# [Given task]
Summarize the passage on the author's right to credit in two sentences.

# [Passage given]
>> BEGIN
We propose no changes at all to the moral right of the author to be
recognized as the author. If you make something, you have the right to be
identified as the author of what you made.

 

This part of copyright is completely uncontroversial. In fact, good
etiquette on the net is often more strict on the subject than any copyright
legislation.

 

Bloggers tend to give credit and link back to sources in a way that far
exceeds any legal requirement. There are several reasons for this. It makes
your blog more trustworthy if you link to sources so that readers can check the
background if they want to. It makes the people you link to happy, so they will
get more likely to link back to your own blog on some occasion, and perhaps
increase traffic. These are good, practical reasons why it makes sense out of
pure self-interest for a blogger to be much more generous with giving credit
than any law requires.

 

But there is also the basic human feeling that if you found something
that was interesting to you, you want to give something back by showing your
appreciation. This is just human nature, and a very positive aspect of it.

 

The right to be recognized as the author is under no threat on the
Internet, and we propose no changes to this part of the copyright legislation.

 

Free Non-Commercial Sharing

Trying to stop or reduce file sharing through ever harsher legal
enforcement doesn’t work. File sharing continues to grow exponentially, no
matter what repressive means governments are introducing.
>> END
Named object pointing entries
>> BEGIN
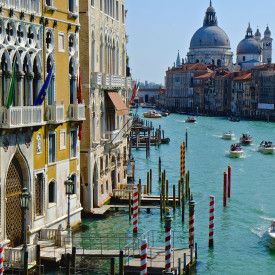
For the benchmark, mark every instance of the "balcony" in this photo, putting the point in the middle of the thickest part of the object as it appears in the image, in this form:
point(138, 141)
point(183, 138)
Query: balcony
point(21, 116)
point(128, 83)
point(96, 80)
point(55, 113)
point(77, 112)
point(114, 136)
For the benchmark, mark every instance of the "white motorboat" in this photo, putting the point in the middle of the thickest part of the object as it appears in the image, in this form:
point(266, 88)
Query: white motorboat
point(236, 151)
point(267, 147)
point(227, 135)
point(271, 232)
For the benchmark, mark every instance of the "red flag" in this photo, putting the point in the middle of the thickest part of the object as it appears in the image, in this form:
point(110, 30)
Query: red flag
point(79, 100)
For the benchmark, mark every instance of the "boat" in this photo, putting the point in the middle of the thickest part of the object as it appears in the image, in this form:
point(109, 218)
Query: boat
point(227, 135)
point(190, 119)
point(233, 119)
point(246, 139)
point(267, 147)
point(236, 151)
point(271, 231)
point(152, 114)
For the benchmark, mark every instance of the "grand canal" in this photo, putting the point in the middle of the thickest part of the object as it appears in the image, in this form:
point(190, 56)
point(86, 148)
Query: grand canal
point(241, 243)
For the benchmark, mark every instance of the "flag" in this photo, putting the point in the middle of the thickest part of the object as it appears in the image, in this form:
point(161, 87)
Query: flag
point(42, 94)
point(79, 100)
point(12, 88)
point(135, 92)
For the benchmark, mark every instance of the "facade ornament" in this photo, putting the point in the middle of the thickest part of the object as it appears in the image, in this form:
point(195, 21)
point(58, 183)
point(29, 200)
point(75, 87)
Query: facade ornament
point(6, 144)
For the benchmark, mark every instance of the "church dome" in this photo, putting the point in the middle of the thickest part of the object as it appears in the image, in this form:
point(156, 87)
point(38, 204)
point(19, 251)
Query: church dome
point(209, 36)
point(249, 46)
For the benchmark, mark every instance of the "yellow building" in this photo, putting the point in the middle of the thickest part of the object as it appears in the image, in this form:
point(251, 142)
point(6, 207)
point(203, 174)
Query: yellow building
point(39, 144)
point(104, 148)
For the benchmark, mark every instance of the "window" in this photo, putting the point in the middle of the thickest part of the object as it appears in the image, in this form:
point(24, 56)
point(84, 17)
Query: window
point(122, 14)
point(39, 194)
point(101, 5)
point(52, 192)
point(117, 11)
point(61, 41)
point(71, 5)
point(63, 139)
point(73, 144)
point(52, 148)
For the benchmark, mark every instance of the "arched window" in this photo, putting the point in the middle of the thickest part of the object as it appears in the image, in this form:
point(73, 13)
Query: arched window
point(52, 192)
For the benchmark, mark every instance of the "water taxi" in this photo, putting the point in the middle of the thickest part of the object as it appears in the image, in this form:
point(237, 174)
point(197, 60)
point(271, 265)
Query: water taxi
point(152, 114)
point(227, 135)
point(271, 232)
point(236, 151)
point(190, 119)
point(246, 139)
point(267, 147)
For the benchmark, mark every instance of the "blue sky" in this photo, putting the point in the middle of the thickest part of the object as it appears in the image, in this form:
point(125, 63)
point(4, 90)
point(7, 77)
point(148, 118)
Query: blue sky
point(157, 29)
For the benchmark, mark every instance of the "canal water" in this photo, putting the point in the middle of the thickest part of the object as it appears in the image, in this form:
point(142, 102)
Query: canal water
point(241, 242)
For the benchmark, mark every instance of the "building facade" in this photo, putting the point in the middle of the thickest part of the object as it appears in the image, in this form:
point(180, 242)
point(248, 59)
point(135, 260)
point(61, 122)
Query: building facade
point(39, 144)
point(104, 151)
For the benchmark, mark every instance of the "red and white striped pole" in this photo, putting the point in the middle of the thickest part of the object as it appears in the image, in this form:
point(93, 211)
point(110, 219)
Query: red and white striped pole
point(1, 259)
point(135, 210)
point(168, 219)
point(224, 188)
point(211, 221)
point(191, 221)
point(229, 181)
point(143, 258)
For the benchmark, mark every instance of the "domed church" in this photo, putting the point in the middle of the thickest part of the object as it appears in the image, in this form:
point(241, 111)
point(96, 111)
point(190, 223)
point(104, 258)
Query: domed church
point(253, 51)
point(210, 44)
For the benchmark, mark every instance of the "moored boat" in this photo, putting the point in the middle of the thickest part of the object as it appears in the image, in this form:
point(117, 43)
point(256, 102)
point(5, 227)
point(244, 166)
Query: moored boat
point(246, 139)
point(267, 147)
point(190, 119)
point(152, 114)
point(271, 232)
point(236, 151)
point(227, 135)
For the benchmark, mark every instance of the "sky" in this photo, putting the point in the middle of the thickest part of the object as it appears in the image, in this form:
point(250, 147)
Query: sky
point(157, 29)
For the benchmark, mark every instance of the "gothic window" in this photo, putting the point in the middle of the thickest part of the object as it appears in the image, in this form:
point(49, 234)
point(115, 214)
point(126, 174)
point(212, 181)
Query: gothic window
point(39, 144)
point(39, 194)
point(52, 192)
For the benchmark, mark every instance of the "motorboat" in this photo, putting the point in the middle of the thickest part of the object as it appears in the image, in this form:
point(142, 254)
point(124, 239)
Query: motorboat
point(267, 147)
point(190, 119)
point(271, 231)
point(236, 151)
point(152, 114)
point(246, 139)
point(232, 119)
point(227, 135)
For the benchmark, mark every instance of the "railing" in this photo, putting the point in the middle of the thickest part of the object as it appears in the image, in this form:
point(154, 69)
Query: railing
point(96, 80)
point(21, 116)
point(56, 113)
point(15, 256)
point(114, 136)
point(77, 111)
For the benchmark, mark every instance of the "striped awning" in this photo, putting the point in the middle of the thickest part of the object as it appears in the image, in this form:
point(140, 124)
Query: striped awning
point(120, 106)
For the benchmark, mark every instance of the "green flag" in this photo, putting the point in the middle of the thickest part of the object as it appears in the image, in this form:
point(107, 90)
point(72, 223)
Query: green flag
point(11, 92)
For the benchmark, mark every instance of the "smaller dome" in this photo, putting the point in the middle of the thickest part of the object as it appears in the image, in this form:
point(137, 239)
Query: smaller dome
point(249, 46)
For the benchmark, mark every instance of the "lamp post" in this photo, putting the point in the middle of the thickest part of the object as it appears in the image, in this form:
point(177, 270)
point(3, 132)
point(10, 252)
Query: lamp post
point(24, 203)
point(69, 186)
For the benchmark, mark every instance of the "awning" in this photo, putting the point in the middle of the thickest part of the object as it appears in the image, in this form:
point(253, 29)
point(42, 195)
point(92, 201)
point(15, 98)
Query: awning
point(120, 106)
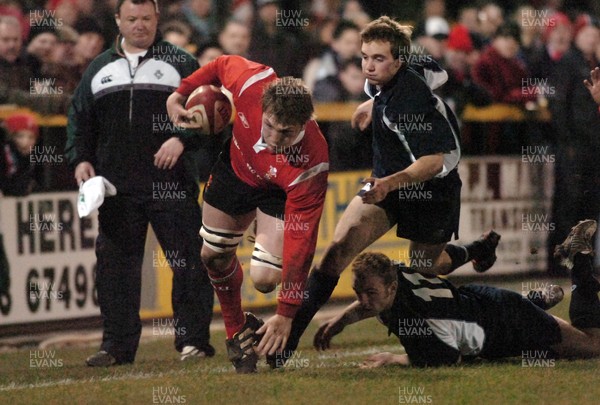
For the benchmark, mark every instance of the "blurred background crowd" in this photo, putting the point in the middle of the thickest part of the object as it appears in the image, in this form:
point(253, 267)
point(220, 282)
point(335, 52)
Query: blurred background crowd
point(530, 54)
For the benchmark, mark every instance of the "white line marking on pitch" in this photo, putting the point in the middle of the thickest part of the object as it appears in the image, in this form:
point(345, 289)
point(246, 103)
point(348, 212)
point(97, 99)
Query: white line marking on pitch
point(133, 375)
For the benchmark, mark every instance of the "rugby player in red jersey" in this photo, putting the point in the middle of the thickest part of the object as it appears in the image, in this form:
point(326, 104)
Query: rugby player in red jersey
point(273, 170)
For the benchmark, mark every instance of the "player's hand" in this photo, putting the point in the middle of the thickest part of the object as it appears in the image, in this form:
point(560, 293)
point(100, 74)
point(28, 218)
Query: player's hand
point(594, 86)
point(379, 360)
point(327, 331)
point(379, 190)
point(177, 113)
point(84, 171)
point(275, 333)
point(169, 153)
point(362, 117)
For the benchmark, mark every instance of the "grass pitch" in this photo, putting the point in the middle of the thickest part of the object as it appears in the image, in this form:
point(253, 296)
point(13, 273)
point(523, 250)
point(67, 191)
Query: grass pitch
point(59, 376)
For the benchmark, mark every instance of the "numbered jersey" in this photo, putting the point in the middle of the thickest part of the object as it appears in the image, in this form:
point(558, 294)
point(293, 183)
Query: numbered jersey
point(438, 323)
point(435, 322)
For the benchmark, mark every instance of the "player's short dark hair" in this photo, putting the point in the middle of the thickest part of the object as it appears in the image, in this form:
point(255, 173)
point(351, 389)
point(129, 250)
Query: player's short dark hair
point(370, 264)
point(343, 26)
point(387, 30)
point(289, 100)
point(120, 3)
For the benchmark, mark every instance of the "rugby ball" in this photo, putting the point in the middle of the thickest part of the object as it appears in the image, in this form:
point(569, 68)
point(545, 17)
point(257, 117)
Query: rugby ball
point(211, 109)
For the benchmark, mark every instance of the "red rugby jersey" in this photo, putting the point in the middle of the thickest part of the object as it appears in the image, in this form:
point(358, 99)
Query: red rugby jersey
point(301, 172)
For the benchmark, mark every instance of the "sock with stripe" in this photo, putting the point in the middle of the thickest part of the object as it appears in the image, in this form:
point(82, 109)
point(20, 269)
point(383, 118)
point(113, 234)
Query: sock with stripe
point(228, 290)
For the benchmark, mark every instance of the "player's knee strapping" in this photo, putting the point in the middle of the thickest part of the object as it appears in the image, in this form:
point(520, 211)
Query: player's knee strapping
point(220, 240)
point(262, 258)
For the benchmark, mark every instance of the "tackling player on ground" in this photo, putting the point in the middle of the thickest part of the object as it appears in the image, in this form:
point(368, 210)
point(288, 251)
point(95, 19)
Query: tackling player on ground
point(407, 157)
point(274, 169)
point(447, 325)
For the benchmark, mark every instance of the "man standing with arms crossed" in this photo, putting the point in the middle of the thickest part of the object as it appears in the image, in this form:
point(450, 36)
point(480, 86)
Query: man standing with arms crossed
point(112, 133)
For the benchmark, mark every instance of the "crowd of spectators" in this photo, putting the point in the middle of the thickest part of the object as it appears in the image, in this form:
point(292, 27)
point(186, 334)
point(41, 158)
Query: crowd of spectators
point(509, 52)
point(531, 54)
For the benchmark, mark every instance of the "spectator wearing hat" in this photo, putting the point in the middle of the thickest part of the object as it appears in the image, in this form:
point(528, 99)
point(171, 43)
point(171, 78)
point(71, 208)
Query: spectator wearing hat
point(499, 70)
point(179, 34)
point(201, 15)
point(16, 170)
point(90, 42)
point(349, 148)
point(18, 84)
point(504, 76)
point(556, 37)
point(276, 40)
point(40, 46)
point(460, 89)
point(435, 37)
point(63, 66)
point(491, 18)
point(576, 122)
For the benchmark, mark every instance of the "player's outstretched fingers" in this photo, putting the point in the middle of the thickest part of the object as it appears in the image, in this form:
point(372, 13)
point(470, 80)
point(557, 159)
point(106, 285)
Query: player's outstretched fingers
point(376, 360)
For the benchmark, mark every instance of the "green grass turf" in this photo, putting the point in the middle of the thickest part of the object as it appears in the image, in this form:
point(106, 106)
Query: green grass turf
point(158, 376)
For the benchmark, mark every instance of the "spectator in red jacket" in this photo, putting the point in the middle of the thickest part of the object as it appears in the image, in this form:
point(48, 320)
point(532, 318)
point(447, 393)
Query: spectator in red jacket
point(500, 72)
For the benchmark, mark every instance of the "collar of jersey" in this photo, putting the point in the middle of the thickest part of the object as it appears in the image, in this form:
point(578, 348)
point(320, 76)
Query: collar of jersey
point(261, 145)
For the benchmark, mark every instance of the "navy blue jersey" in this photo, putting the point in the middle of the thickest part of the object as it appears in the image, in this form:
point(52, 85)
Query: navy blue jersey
point(434, 322)
point(409, 121)
point(438, 323)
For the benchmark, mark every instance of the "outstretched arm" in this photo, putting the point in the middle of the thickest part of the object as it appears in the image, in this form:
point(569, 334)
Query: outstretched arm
point(385, 358)
point(352, 314)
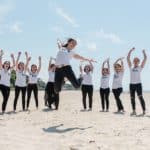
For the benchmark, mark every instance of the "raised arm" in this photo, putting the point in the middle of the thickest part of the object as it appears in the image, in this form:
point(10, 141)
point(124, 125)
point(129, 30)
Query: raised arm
point(144, 60)
point(13, 62)
point(1, 55)
point(91, 65)
point(39, 68)
point(76, 56)
point(27, 61)
point(17, 61)
point(129, 57)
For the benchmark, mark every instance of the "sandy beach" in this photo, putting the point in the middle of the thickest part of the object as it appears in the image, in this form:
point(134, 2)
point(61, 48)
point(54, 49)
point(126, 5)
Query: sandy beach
point(70, 129)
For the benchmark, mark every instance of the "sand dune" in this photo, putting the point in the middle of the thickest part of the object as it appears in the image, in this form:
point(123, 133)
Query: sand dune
point(71, 129)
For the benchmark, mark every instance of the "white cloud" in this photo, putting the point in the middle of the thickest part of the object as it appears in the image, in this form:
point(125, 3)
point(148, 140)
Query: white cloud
point(57, 29)
point(16, 27)
point(66, 16)
point(92, 46)
point(109, 36)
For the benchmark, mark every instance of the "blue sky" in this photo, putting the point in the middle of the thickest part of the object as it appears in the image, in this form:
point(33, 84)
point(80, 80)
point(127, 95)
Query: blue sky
point(103, 29)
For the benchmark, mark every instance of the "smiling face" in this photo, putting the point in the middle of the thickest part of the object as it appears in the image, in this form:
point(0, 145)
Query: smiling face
point(105, 71)
point(6, 65)
point(118, 68)
point(71, 44)
point(34, 68)
point(136, 62)
point(21, 66)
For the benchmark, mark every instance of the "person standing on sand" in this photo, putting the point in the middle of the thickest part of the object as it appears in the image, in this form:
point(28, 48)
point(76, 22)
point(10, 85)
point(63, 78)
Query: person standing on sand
point(52, 97)
point(63, 67)
point(117, 83)
point(5, 75)
point(32, 84)
point(21, 79)
point(135, 80)
point(87, 85)
point(104, 88)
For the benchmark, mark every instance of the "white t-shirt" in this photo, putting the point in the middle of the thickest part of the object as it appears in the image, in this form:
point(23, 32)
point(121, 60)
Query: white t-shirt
point(63, 57)
point(5, 77)
point(33, 78)
point(51, 76)
point(105, 81)
point(117, 80)
point(21, 79)
point(87, 79)
point(135, 75)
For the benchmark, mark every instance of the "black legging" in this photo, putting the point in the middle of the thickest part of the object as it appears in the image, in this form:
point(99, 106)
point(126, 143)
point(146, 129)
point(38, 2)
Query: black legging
point(30, 88)
point(67, 72)
point(17, 93)
point(133, 89)
point(5, 90)
point(52, 96)
point(104, 94)
point(87, 89)
point(117, 93)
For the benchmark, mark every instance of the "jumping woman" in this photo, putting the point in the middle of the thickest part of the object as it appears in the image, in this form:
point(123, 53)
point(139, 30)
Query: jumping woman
point(21, 79)
point(32, 84)
point(63, 67)
point(52, 96)
point(135, 80)
point(87, 85)
point(117, 83)
point(104, 88)
point(5, 75)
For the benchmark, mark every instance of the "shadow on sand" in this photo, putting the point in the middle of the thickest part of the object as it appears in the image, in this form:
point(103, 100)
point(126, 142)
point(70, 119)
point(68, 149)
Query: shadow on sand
point(54, 129)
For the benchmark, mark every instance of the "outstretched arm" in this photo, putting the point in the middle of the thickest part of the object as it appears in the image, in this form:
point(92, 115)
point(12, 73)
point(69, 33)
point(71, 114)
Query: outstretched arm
point(76, 56)
point(27, 61)
point(144, 60)
point(1, 55)
point(39, 68)
point(13, 61)
point(129, 57)
point(17, 61)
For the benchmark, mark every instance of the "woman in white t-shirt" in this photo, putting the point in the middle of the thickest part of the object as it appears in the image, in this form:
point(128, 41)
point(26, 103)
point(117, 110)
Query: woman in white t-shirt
point(117, 83)
point(135, 80)
point(52, 96)
point(21, 79)
point(63, 66)
point(104, 88)
point(5, 75)
point(32, 83)
point(87, 85)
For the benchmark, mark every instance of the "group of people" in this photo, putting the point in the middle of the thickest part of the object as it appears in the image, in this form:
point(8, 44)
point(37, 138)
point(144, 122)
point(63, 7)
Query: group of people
point(61, 70)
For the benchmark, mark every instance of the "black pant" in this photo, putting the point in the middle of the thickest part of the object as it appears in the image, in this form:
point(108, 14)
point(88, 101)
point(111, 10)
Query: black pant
point(137, 88)
point(17, 93)
point(87, 89)
point(32, 88)
point(67, 72)
point(117, 93)
point(104, 94)
point(52, 97)
point(5, 90)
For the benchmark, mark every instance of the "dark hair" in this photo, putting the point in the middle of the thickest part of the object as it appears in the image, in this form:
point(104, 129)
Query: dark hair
point(6, 63)
point(20, 64)
point(68, 41)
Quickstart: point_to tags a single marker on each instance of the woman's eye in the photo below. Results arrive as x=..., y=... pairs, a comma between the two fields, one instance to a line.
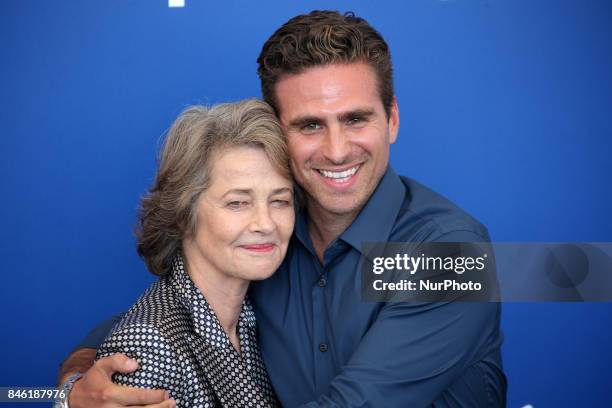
x=236, y=205
x=281, y=203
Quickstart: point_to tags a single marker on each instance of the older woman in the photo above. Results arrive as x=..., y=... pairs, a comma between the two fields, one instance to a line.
x=219, y=215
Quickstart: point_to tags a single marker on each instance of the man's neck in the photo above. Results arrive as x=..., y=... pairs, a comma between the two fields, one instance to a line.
x=324, y=227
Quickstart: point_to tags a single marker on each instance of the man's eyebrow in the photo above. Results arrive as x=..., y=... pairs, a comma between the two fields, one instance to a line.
x=356, y=113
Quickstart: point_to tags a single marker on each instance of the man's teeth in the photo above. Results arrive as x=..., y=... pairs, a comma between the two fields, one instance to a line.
x=339, y=175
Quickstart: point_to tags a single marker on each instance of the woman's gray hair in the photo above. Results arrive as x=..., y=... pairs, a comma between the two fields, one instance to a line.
x=168, y=213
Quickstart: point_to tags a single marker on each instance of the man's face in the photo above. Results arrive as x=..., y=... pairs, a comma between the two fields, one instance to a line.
x=338, y=134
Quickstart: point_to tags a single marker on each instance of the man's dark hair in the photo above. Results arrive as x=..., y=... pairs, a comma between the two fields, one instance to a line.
x=321, y=38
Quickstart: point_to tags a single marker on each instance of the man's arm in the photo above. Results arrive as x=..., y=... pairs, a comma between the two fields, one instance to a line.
x=415, y=351
x=96, y=389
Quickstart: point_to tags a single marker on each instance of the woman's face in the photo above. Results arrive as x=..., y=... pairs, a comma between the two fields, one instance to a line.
x=244, y=219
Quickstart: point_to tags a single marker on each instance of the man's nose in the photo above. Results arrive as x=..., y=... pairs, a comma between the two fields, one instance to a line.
x=336, y=146
x=262, y=221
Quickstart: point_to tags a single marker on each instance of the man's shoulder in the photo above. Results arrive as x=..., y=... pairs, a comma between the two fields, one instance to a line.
x=426, y=215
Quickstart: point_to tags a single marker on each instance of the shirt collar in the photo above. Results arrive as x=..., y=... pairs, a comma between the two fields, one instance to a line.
x=373, y=223
x=204, y=319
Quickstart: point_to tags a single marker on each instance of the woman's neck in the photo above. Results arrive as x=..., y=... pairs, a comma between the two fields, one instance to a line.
x=224, y=293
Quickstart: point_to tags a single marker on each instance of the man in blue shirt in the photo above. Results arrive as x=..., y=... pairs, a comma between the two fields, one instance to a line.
x=329, y=78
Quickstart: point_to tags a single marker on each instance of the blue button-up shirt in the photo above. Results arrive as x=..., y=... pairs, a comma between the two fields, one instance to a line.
x=325, y=347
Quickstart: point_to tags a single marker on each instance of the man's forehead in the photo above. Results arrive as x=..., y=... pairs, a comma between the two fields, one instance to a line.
x=328, y=90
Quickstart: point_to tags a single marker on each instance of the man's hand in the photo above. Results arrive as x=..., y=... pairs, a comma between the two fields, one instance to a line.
x=96, y=389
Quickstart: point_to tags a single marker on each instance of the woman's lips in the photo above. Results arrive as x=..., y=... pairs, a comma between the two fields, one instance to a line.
x=259, y=247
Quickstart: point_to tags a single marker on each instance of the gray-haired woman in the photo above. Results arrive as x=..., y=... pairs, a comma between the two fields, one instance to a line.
x=219, y=215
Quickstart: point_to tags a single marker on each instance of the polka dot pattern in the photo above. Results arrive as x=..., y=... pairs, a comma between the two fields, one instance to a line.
x=181, y=347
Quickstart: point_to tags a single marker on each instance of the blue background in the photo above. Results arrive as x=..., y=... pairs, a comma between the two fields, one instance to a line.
x=505, y=109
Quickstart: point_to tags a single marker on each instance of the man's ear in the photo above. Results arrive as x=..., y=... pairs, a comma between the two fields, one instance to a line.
x=393, y=121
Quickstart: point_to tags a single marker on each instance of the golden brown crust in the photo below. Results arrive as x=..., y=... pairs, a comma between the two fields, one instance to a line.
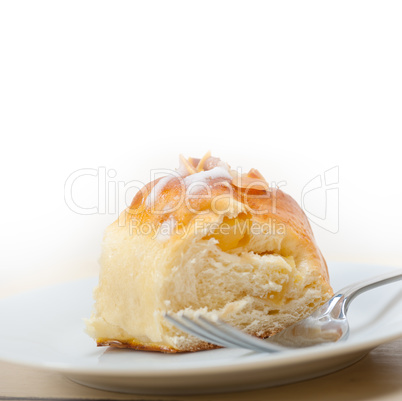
x=264, y=206
x=260, y=203
x=136, y=345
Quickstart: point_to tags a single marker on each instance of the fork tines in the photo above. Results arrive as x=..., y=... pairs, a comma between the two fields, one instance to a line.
x=215, y=331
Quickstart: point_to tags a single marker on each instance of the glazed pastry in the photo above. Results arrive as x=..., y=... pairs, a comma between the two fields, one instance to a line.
x=206, y=238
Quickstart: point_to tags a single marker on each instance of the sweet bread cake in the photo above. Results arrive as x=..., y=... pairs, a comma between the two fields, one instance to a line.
x=206, y=238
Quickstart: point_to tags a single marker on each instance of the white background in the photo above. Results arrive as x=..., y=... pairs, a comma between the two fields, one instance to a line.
x=291, y=88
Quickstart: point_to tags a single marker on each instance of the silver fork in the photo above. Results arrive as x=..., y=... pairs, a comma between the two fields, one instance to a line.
x=327, y=324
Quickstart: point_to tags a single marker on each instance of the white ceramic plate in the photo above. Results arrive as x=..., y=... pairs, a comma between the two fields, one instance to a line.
x=45, y=329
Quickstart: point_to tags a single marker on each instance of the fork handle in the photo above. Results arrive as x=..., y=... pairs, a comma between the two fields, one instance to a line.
x=351, y=292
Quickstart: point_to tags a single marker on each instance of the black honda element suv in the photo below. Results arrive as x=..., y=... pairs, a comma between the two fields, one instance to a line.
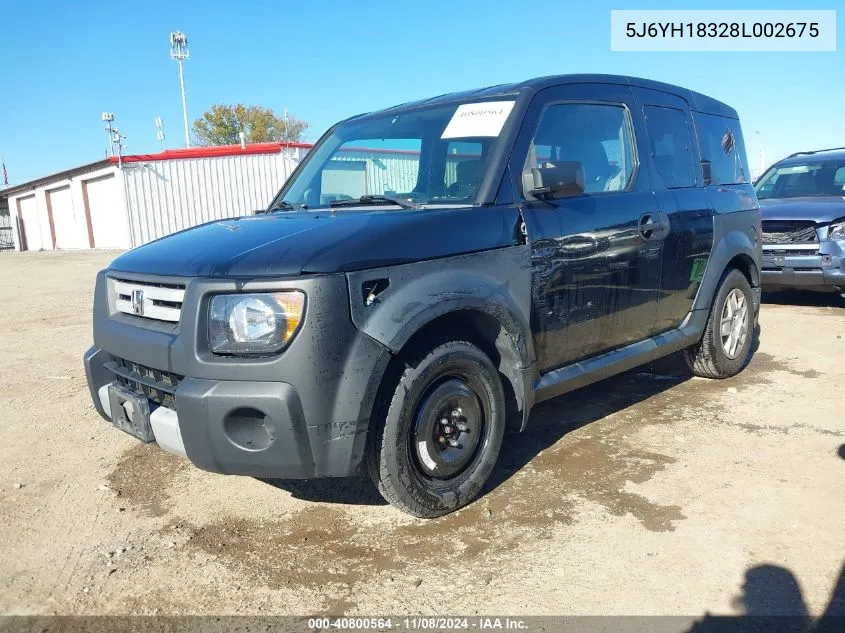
x=430, y=272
>> END
# [Finished answer]
The passage proposes no changes to the author's moral right to be recognized as the maker of a work, calling it uncontroversial and under no threat on the Internet, where etiquette is often stricter than the law. Bloggers give credit and link to sources far beyond any legal requirement, both for practical reasons like trustworthiness and traffic and out of a basic human wish to show appreciation.